(Collected data)
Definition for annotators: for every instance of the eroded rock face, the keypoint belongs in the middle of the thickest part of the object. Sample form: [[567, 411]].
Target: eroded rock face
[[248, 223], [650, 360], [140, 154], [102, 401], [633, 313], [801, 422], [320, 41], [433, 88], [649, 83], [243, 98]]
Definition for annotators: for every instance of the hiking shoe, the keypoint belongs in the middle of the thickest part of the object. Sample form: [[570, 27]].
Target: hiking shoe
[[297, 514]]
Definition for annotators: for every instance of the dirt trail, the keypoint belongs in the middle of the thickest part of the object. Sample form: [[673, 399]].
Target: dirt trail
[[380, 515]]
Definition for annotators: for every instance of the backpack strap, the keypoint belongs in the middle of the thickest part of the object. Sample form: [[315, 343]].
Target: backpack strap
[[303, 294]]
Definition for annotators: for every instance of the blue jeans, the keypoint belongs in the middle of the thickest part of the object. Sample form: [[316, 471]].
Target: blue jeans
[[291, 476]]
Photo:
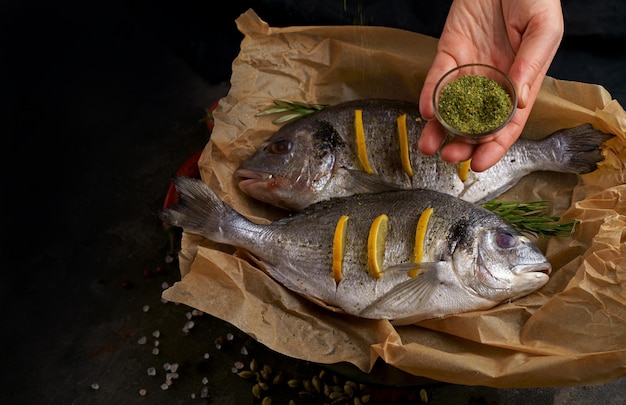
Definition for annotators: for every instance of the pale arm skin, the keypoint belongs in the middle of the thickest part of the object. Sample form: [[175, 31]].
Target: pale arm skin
[[519, 37]]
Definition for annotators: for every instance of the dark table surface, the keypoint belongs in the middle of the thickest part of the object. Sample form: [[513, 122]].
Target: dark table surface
[[102, 102]]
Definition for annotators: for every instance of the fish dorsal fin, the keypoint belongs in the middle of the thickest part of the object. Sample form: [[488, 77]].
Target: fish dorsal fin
[[363, 182], [412, 293]]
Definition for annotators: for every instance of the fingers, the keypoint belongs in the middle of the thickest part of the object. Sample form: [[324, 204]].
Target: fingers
[[539, 40]]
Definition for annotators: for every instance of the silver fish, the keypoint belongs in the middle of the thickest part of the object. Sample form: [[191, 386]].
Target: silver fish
[[472, 259], [316, 158]]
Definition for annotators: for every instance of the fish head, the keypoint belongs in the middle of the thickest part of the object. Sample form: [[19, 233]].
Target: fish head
[[291, 168], [505, 265]]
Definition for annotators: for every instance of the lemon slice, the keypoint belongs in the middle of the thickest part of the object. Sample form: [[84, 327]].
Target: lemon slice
[[360, 141], [339, 240], [464, 169], [420, 234], [376, 245], [404, 145]]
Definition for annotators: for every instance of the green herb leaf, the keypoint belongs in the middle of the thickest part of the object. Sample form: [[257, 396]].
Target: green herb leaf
[[295, 108], [531, 218]]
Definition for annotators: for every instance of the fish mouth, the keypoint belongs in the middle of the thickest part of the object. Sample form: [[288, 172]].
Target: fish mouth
[[544, 268], [249, 178]]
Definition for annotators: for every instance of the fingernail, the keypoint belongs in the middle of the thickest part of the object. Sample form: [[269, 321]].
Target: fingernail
[[523, 97]]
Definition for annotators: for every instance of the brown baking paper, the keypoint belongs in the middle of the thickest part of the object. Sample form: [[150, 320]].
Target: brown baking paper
[[572, 331]]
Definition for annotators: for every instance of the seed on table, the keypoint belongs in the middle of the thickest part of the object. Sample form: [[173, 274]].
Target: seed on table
[[256, 391], [278, 378], [247, 374]]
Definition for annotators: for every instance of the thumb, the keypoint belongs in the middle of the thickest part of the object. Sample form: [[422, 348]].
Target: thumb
[[531, 64]]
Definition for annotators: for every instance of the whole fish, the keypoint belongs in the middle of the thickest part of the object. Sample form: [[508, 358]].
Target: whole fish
[[469, 258], [319, 157]]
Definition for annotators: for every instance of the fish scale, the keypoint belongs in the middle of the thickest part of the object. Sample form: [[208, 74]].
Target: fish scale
[[473, 259], [297, 174]]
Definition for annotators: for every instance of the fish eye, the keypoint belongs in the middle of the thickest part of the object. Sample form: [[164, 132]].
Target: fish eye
[[505, 240], [280, 147]]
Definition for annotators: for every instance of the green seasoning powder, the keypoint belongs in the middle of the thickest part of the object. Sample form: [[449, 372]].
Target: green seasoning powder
[[474, 104]]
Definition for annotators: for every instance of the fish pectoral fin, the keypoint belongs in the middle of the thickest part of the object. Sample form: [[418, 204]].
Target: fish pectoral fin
[[363, 182], [421, 283]]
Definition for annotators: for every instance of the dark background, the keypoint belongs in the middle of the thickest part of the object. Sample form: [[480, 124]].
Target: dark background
[[101, 102]]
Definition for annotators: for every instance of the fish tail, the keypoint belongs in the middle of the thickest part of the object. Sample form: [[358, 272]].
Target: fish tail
[[199, 210], [579, 148]]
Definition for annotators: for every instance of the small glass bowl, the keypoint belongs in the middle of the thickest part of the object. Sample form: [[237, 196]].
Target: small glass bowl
[[475, 69]]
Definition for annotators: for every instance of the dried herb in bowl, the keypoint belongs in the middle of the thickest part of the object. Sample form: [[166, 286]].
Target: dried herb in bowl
[[474, 104]]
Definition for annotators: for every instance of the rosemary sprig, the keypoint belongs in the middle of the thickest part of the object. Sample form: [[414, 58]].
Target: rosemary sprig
[[295, 108], [531, 218]]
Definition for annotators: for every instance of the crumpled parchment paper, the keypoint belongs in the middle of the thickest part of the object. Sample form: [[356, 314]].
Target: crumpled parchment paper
[[572, 331]]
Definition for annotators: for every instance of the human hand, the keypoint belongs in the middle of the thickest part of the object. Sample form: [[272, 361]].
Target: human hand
[[519, 37]]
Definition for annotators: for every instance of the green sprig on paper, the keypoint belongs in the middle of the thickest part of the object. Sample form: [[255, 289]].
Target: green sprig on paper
[[531, 218], [294, 108]]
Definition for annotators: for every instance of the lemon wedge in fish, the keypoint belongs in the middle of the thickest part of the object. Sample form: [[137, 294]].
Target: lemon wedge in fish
[[420, 234], [376, 245], [360, 141], [339, 240]]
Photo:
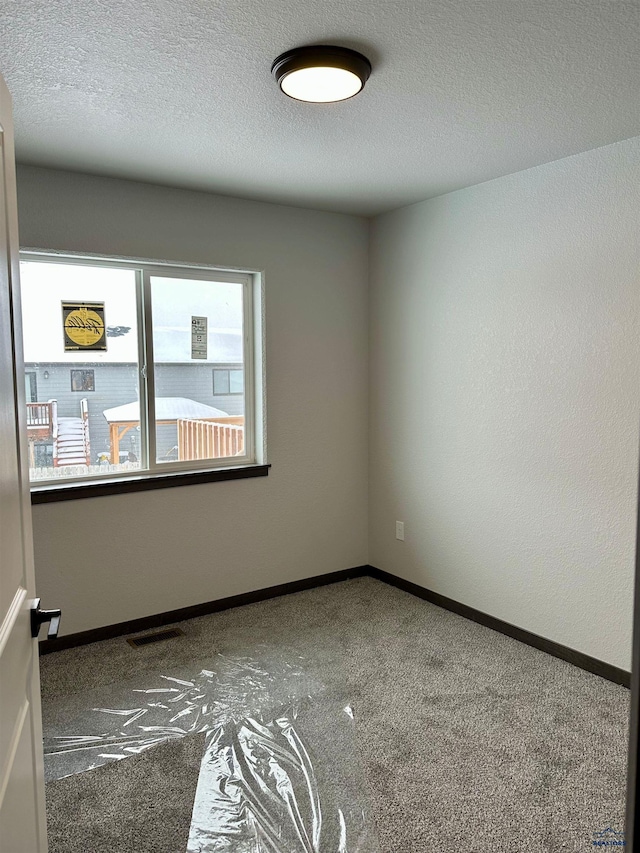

Required action: Give back the entries verbatim. Do not include any picture.

Answer for this exercise:
Definition for annotators: for every instance of the eroded rock face, the keypoint belongs in the middle of the thickest part of the object. Sample form: [[567, 411]].
Target: eroded rock face
[[248, 223], [650, 360], [140, 154], [102, 401], [633, 313], [801, 422], [320, 41], [433, 88], [649, 83], [243, 98]]
Definition for annotators: for every instance of the hiking shoe, the keypoint belongs in the middle of the thickest part of the object. Sample form: [[570, 27]].
Target: hiking shoe
[[297, 514]]
Definition for annotators: for every instance of the dirt trail, the keypoint belongs in the middle of the thickest part of the object. Sample form: [[673, 399]].
Target: dirt trail
[[380, 515]]
Definition for annotators: for every instance of the backpack strap, the keypoint belongs in the middle of the thickest part of the object. Sample form: [[315, 343]].
Target: backpack strap
[[303, 294]]
Definition for annotators: for every instance of the blue jeans, the keypoint belongs in the middle of the thickest part of the object. Sample form: [[316, 471]].
Target: blue jeans
[[291, 476]]
Photo:
Definition for annotators: for every instance of the pale arm skin, the keypoint belongs in the middle of the thickest part of the object. Sample form: [[175, 31]].
Target: pale arm skin
[[519, 37]]
Definition for annotators: for every instance of the dark table surface, the keypoint belongs in the middle of the thickest part of the object. Sample form: [[513, 122]].
Target: dark table surface
[[102, 102]]
Definition for annotators: for every instance of the fish dorsal fin, the keypoint belongs in the middle of the thickest part of the object. Sample form: [[488, 77]].
Target: fish dorsal fin
[[363, 182], [412, 293]]
Definition for annotators: for every instance of the fingers, the keypoint belongs in the middle of the thickest part of the object. Sample form: [[324, 204]].
Target: fingers
[[539, 40]]
Definition for annotators: for every instance of the silver fish, the keypoint belongs in the middle of the thickest part of the object. Sample form: [[191, 386]].
Target: silver fish
[[472, 259], [316, 158]]
Definition for annotators: for every instance of the fish head, the keypoint belongs in the middle of the thickest part of the object. Sample form: [[19, 233]].
Target: fish head
[[291, 168], [505, 265]]
Definition for annotators: for every instance of the lemon slice, the keypoint belongs in the middle of the thickest part of the object. Sample form: [[84, 327]].
Target: lemon slice
[[360, 141], [339, 240], [464, 169], [420, 234], [376, 245], [404, 145]]
Definition for annotators: for every instance of the green herb leaf, the keypoint belongs in the middle of the thickest part of the object. Sample form: [[257, 396]].
Target: green herb leaf
[[295, 108], [531, 218]]
Definition for annotators: for every instance of the fish mouth, the keypoint belongs in the middle of the thickest part of the object. Sample form: [[288, 172]].
Target: fish mouth
[[544, 268], [249, 178]]
Definition for annotators: for every instance of the fingernail, the keypoint belongs in the middle of the thickest part of the object. Sample form: [[269, 321]].
Target: fingernail
[[523, 97]]
Definition for annotators: for every instance of the brown baking paper, the keypoint belongs in the middle of the thickest part of the object. Sample form: [[150, 320]].
Target: brown baking paper
[[572, 331]]
Definition for annotators: for every instance of the seed on table, the keypoint belongs in the middle of the thickest part of the object. Sample form: [[173, 274]].
Target: seed on table
[[256, 391], [278, 378], [247, 374]]
Definition for annotators: for every instance of the thumb, the keypoint belongs in the middle of the thickest part of the object. Sample form: [[422, 348]].
Target: thumb
[[531, 64]]
Definition for annotators: for every instance of the whole fish, the keypoint belongs in the middle of the thickest part of the object. Sample form: [[508, 358]].
Target: whole fish
[[469, 258], [319, 157]]
Definition for annotators: for every instance of the fish scale, the keypoint belongs in the middle of the thickest part of the object. Sample form: [[208, 74]].
Target: fish scale
[[473, 259], [297, 174]]
Definition for annotators: for every instance of the fish eye, the keypoint belongs in the middle of the thickest part of the object. Sample form: [[164, 132]].
Target: fish eye
[[505, 240], [280, 147]]
Definition for annotators: for every instance of the green seasoning powder, the keypoint belongs in the middle of the thickest part of the object. Sample form: [[449, 372]].
Target: green seasoning powder
[[474, 104]]
Definition for annotators: for every instance of the fish pectoral fin, the keypoint belongs in the middle of the thickest part of the object. Sample form: [[418, 204]].
Target: fish pectoral fin
[[363, 182], [421, 283]]
Definition for annotators: for every instance of the dark background, the keypoint belongs in the middle of the thickest part of the object. Sample form: [[480, 124]].
Target: dark background
[[101, 102]]
Definition for annotators: for every instance of the fish tail, the keypoint belongs in the middle of the thickest part of the object. Sample form: [[358, 272]].
Target: fish tail
[[199, 210], [579, 148]]
Definition for annotators: for every instance of the small glass bowl, the keypoint belongs in the middle of the thickest part of the object. Sample form: [[237, 196]].
Target: small glass bowl
[[475, 69]]
Definition for annotators: for every instance of the dried herb in bowl, the keypoint belongs in the middle of the thickest part of the object. Sample form: [[166, 286]].
Target: dried herb in bowl
[[474, 104]]
Definition for annotators: for every instance of the rosemary sprig, the keypoint belongs in the middle of the thickest part of the object. Sample form: [[414, 58]].
Target: rosemary sprig
[[295, 108], [531, 218]]
Definition for annotators: for every instance of the crumpled parchment paper, the keypoint belongs in the middle of the thickest part of the object. Sample form: [[356, 314]].
Target: crumpled parchment paper
[[572, 331]]
Definition for annotators: for every instance of the human hand, the keypoint belongs in the middle of the thickest part of the object. Sample form: [[272, 361]].
Target: human hand
[[519, 37]]
Definition for annotators: for every instance of the green sprig on paper, the keypoint belongs in the middle of the thickest part of the object. Sample form: [[255, 289]].
Target: green sprig on paper
[[531, 218], [294, 108]]
Definition for annotators: for every instance of the lemon wedge in fish, the keypoint belongs in the middle of the thickest part of the object. Sample form: [[137, 294]].
Target: lemon wedge in fish
[[420, 234], [376, 245], [360, 141], [339, 240]]
Photo:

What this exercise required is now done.